AUSGANGSTEXT >>
┄┄┄┄┄┄┄┄┄┄
Neulich im Argumentationstraining schilderte eine Barkeeperin ein Erlebnis während ihrer Arbeit in einer linken Kneipe. Sie beschrieb, wie sich ein Kollege darüber aufregte, dass ein paar etwas abgerissen wirkende Gestalten alle Kleidung aus einer vor dem Haus angebrachten Free-Box nahmen. Er mutmaßte, dass die wohl vom Balkan stammenden Leute die Klamotten auf dem Flohmarkt o.ä. anböten, also gar nicht für den Eigengebrauch zugegriffen hätten. Einmal dem kommerziellen System entrissen, sollten doch die abgetragenen Pullis und zerschlissenen Jeans nicht wieder zu schnödem Mammon gemacht werden.

Wir überlegten nun, wie denn dem Kollegen zu antworten sei. Dass Profitgier anders aussieht, wollte ich zeigen anhand der Überlegung, welcher Stundenlohn sich ergibt bei einem angenommenen Preis von vier Euro pro Teil, einer Verkaufswahrscheinlichkeit von 50 Prozent und einer Wartezeit von 30 Minuten für die Verkäufer, zuzüglich Aufwand für die Beschaffung der Klamotten. Als wir gerade grübelten, weshalb sich jemand so darüber aufregt, dass bettelarme Leute den Tand aus der Free-Box wieder in Verwendung bringen, schob mir jemand eine Notiz zu: Du bekommst die Ware nicht aus dem Produkt.
┄┄┄┄┄┄┄┄┄┄
DATENSÄTZE >>

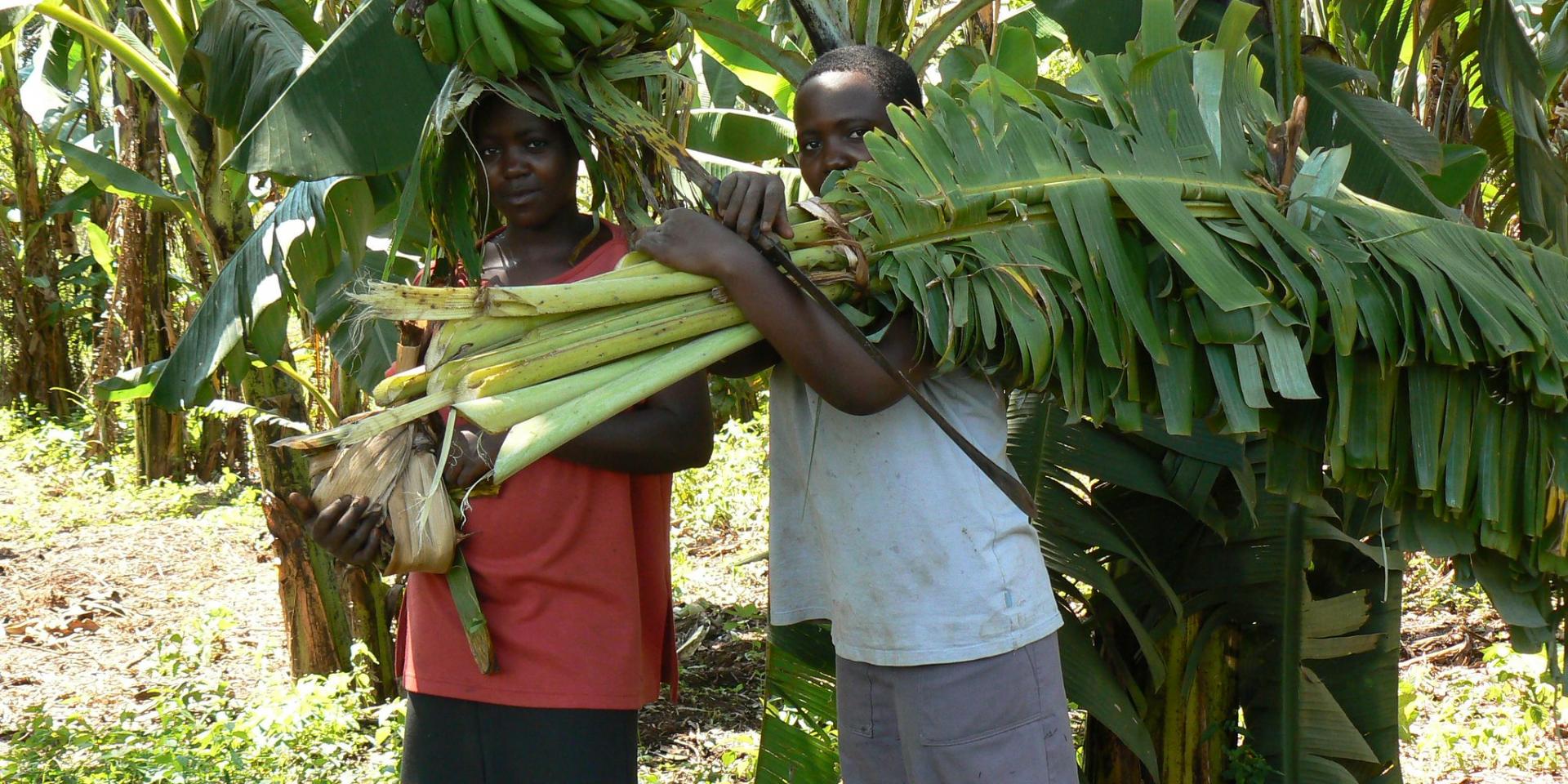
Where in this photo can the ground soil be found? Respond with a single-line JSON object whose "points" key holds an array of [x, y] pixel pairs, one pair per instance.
{"points": [[85, 608]]}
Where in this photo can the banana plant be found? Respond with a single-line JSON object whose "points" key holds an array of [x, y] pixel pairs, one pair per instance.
{"points": [[1294, 504], [220, 73]]}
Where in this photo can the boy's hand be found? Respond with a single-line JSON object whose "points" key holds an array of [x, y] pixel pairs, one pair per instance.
{"points": [[750, 203], [695, 243], [347, 528]]}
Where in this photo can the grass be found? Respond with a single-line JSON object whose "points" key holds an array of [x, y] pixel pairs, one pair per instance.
{"points": [[51, 485], [209, 702], [190, 684]]}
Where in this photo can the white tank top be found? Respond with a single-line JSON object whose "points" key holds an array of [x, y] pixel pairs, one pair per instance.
{"points": [[882, 526]]}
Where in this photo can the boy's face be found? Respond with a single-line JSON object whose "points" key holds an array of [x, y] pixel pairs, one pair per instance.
{"points": [[530, 165], [833, 115]]}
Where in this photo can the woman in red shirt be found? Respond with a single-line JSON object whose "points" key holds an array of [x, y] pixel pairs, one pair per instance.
{"points": [[571, 559]]}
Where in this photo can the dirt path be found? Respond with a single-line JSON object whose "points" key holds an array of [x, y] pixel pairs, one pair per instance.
{"points": [[93, 579], [85, 612]]}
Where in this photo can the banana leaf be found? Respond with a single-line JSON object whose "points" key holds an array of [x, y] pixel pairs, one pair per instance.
{"points": [[315, 225], [242, 59], [1137, 264]]}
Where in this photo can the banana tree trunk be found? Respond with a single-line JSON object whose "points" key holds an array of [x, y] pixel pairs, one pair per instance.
{"points": [[145, 270], [1192, 715], [41, 368], [327, 606]]}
┄┄┄┄┄┄┄┄┄┄
AUFGABENZIEL >> Von welchem Preis pro Teil geht der Ausgangstext bei der Überlegung zum Stundenlohn aus? Antworte bitte in wenigen Wörtern. Die Datensätze werden zur Bearbeitung nicht gebraucht.

ANTWORT >> Von vier Euro pro Teil.